Translate this sentence from the ballet review into Spanish: "What made it work for me, ultimately, was the big-hearted performance by the company's versatile dancers."

Extract
********************

Grace and power in three parts
Big-hearted performance makes for enjoyable show
If dancing at Resilience Theater is a handicap for Houston Ballet, it didn’t show with Thursday’s opening performance of the mixed-rep program “Rock, Roll & Tutus.”
Choreographer Trey McIntyre, there for the company premiere of his “In Dreams,” told me he liked the temporary space at the George R. Brown Convention Center even better than the ballet’s home stage at the flood-decimated Wortham Theater Center because it feels like a stage one might find in an industrial European setting.
Not all in the audience agreed: From the higher perspective of the risers, the stage looks immense for small-scale, intimate dances. A few people seated on the sides complained about sight lines.
What made it work for me, ultimately, was the big-hearted performance by the company’s versatile dancers.
The three company premieres on this bill contribute meaningfully to the repertoire, for various reasons.
Australian choreographer Tim Harbour’s “Filigree and Shadow,” the most substantial addition, is riveting in its complex yet clean physicality.
Among its virtues: swiftly evolving choreographic architecture with an aggressive vibe. A spare but beautiful set featuring a curved back wall of white, lit provocatively. And a score by the experimental music group 48nord that Ridley Scott would appreciate.
With all of this taken together, the dance feels as if it might be taking place on a starship infected with aliens. Occasional growls in the music suggest the belly-ripping, primal growls of those ominous moments in sci-fi films, and the 12 dancers seem to be engaged in continuous battle with the unseen force. Thursday’s cast had not a weakling in the bunch, ably handling Harbour’s extreme, athletic demands.
McIntyre’s “In Dreams” opened the program on softer notes of rapture. His sentimental journey captured the tremble and yearning of a medley of Roy Orbison hits with an engaging, stop-and-start sharpness and earthy fluidity. In the vein of such company classics as Christopher Bruce’s “Sergeant Early’s Dream,” which interprets songs by the Irish band the Chieftans; and Paul Taylor’s “Company B,” which evokes a youthful, World War II spirit through music by the Andrews Sisters, McIntyre’s modestly scaled dance is the best kind of crowd-pleaser.
“In Dreams” could be developed further into a longer work — more Orbison is never too much, is it? — but McIntire’s movement utilizes the narrative capacity of his five dancers superbly to convey the sense of shared loneliness in the songs, without resorting to melodrama.
And it just gets better as it moves swiftly along. Soo Youn Cho and Connor Walsh partnered evocatively through the twists and turns of “I Never Knew.” Jessica Collado, magnetic all night in various modes, found a pitch-perfect, plaintive tone for her solo to the title song, then slid effortlessly into a buttery waltz with Walsh that became the highlight of highlights, to “Cryin’.”
McIntyre does the songs justice, and then some. A brief audio clip of Orbison speaking makes the dance feel both specific and universal: “I’m often asked how I would like to be remembered,” Orbison says. “I really would just like to be remembered … maybe bring a little happiness to someone and help them hold things together.”

********************

(Region pointing data)
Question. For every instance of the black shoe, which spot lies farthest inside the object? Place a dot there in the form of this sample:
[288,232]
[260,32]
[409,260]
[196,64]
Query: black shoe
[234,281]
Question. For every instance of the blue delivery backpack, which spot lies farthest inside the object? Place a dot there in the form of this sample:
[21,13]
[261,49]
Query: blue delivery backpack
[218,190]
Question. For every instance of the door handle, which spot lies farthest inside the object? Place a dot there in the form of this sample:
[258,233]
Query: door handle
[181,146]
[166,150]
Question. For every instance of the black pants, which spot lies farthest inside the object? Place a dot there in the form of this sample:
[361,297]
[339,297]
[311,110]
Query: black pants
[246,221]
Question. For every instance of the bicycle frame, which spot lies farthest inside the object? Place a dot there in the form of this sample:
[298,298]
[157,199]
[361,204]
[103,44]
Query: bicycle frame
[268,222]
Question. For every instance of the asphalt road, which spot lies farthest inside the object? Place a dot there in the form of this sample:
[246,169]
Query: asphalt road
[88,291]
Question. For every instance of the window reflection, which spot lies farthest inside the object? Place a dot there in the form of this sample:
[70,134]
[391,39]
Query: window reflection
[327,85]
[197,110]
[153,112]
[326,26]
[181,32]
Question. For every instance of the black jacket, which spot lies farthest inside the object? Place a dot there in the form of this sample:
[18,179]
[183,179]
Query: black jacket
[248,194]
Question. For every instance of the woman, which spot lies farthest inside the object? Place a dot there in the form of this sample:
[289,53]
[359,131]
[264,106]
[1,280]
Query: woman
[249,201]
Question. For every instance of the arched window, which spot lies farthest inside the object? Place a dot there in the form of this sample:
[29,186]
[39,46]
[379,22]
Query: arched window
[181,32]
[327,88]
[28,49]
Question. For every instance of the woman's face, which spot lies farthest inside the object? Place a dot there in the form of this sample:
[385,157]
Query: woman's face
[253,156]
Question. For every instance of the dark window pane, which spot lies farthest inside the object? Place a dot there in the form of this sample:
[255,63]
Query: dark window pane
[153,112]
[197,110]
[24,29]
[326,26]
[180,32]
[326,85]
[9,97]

********************

Your response
Lo que hizo que funcionara para mí, en definitiva, fue la generosa interpretación de los versátiles bailarines de la compañía.